Write the next part of the passage on NASD rules for naming member firms in public communications, picking up after its final sentence.

++++ TEXT PROVIDED ++++

Article III, Section 35 of the NASD Rules of Fair Practice governs members' communications with the public. Among the standards set forth in the rules are requirements that all advertising and sales literature contain the name of the NASD member and that no material fact be omitted if the omission would cause the communication to be misleading. In recent years, nonmember entities, such as financial planners, insurance companies, banks, and thrift institutions, increasingly have become involved in the securities field. As a consequence, the names of both NASD member firms and nonmember entities often appear in a single advertisement or item of sales literature. Sometimes, communications that have included the names of both member and nonmember entities have done so in ways that made it difficult for members of the public to identify which entity actually was offering securities. Similar problems have arisen when an individual affiliated with member and nonmember entities is named in public communications, but the nature of the individual's relationships with named member and nonmember entities is left unclear. A related problem that also has developed during recent years stems from some members' use of fictitious names or variations on member names. Once again, this practice can make it difficult for members of the public to determine the identity of the NASD member with which they are dealing.
The recurrent problems in this area can be divided into five broad categories. Generally speaking, problems of public confusion have tended to occur when (1) NASD members conduct business under a fictional or "doing business as" (DBA) name rather than the name set forth on their Forms BD; (2) members use "generic" names that are to promote certain areas of the firm's business or to promote name recognition; (3) the term "division of" is used to distinguish those divisions of the member that conduct specialized businesses; (4) members permit certain firms, primarily financial planning firms, to use in public communications phrases such as "service of" or "securities offered through," followed by the name of the NASD member; or (5) members use confusing or misleading business cards and letterhead that incorporate one or more of the foregoing characteristics.
To address these problem areas, in September 1988 the NASD issued Notice to Members 88-65, which solicited member comment on a proposed amendment that contained both general and specific standards regarding members' public communications. The proposed amendment set forth herein is substantially similar to the proposal set forth in Notice to Members 88-65, although a number of significant revisions, discussed more fully below, were made in response to comments received.
The general standards contained in the proposed amendment would require, among other things, that the the names of NASD members be disclosed clearly and prominently; that when multiple entities are named in one communication, the nature of the relationships, if any, between the NASD member and the named entities, and the products offered by each entity be clear; and that when an individual and multiple entities are named in one communication, the nature of the individual's relationship with the NASD member be clearly identified. The proposed general standards also would prohibit communications from including references to nonexistent degrees or designations, or the use of bona fide degrees or designations in a misleading manner when referring to individuals.
In addition to general standards, the proposed amendment sets forth a number of specific standards to address four recurring problem areas.

++++ ROWS ++++

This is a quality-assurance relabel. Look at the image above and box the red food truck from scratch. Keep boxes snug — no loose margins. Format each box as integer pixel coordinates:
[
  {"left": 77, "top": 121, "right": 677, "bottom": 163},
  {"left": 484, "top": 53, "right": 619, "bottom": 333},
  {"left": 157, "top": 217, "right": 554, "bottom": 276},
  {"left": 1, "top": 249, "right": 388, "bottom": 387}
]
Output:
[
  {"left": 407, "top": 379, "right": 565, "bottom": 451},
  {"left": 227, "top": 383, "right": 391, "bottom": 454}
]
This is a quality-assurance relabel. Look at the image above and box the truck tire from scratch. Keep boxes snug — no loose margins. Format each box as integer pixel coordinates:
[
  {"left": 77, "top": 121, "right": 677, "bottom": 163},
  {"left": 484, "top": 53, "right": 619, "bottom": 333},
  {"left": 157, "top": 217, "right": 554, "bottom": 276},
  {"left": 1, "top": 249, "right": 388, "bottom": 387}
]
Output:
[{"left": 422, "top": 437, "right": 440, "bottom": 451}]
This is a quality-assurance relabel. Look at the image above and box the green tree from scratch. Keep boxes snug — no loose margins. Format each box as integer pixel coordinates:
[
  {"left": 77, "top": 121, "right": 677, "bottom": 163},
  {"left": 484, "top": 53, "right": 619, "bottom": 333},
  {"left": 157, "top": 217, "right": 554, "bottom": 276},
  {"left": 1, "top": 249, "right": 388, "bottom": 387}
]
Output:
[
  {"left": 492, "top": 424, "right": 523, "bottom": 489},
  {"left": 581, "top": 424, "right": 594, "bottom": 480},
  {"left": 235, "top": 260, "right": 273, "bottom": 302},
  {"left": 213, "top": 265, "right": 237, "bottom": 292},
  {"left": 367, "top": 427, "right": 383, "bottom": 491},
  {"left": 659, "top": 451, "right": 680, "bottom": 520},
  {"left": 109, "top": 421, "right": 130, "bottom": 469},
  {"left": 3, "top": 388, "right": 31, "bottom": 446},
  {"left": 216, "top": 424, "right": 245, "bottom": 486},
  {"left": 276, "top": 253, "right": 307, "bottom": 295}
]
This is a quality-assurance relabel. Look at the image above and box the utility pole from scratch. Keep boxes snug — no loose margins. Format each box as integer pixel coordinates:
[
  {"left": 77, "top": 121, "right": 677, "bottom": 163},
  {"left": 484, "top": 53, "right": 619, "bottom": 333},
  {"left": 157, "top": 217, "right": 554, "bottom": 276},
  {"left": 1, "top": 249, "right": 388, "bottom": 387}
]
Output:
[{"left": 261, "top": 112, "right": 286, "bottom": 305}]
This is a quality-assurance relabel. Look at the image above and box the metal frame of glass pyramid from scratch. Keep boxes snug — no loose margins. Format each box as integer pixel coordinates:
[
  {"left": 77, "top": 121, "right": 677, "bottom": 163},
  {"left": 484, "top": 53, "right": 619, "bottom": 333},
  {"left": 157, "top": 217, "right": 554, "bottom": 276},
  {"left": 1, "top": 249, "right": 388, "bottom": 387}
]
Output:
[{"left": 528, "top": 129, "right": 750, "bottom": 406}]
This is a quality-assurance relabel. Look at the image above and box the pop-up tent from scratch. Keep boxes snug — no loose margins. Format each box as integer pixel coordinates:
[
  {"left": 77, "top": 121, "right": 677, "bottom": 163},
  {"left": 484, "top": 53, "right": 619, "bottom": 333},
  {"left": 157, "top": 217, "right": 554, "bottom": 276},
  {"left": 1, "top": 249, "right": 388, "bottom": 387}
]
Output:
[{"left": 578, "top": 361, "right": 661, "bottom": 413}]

++++

__OUTPUT FOR THIS EXERCISE__
- Fictional Names. Under the proposed amendment members would be permitted voluntarily to use fictional or DBA designations in com munications when the DBA name has been filed with the NASD and the SEC on the Form BD and is the only name under which the member is recognized. In cases in which a state or other regulatory authority requires a member to use a DBA (e.g., because the member's NASD-approved name was deemed too similar to that of another corporation registered in the state), the amendment would permit the member to use the DBA only in the jurisdiction that requires its use. With respect to required use of DBA names, the proposed amendment also would require that, whenever possible, the member use the same DBA name in every jurisdiction that requires the use of a DBA. In addition, the proposed amendment would require, with respect to a required DBA, that members clearly disclose in any communication both the name of the member as set forth on the Form BD and the fact that the firm is using a DBA designation in the particular state or jurisdiction.
- Generic Names. Under certain circumstances, the proposed amendment would permit members to use altered versions of the firm name to promote certain areas of a member firm's business or to use an "umbrella" tag line to promote name recognition. The proposed amendment would permit the use of generic names so long as the member name is clearly and prominently disclosed, the relationship between the generic name and the member is clear, and there is no implication that the generic name is the name of the registered broker-dealer.
- "Division of" Designations. With respect to use of "division of" and similar designations, the amendment would permit members to designate a portion of their business in this manner only when the designation is used with respect to a bona fide division of the member (i.e., a division that results from a merger or acquisition, or a functional division that conducts a specialized aspect of the member's business). The amendment also would require that the member name be clearly and prominently disclosed, and that the division be clearly identified as a division of the member.
- "Service of" and "Securities Offered Through." With respect to the use by financial planners or other nonmember entities of phrases such as "service of" or "securities offered through" followed by the name of a member firm, the amendment would require that the name of the member be clearly and prominently disclosed and the securities function clearly identified as a function of the member rather than of the financial planning or other entity that also is named in the communication.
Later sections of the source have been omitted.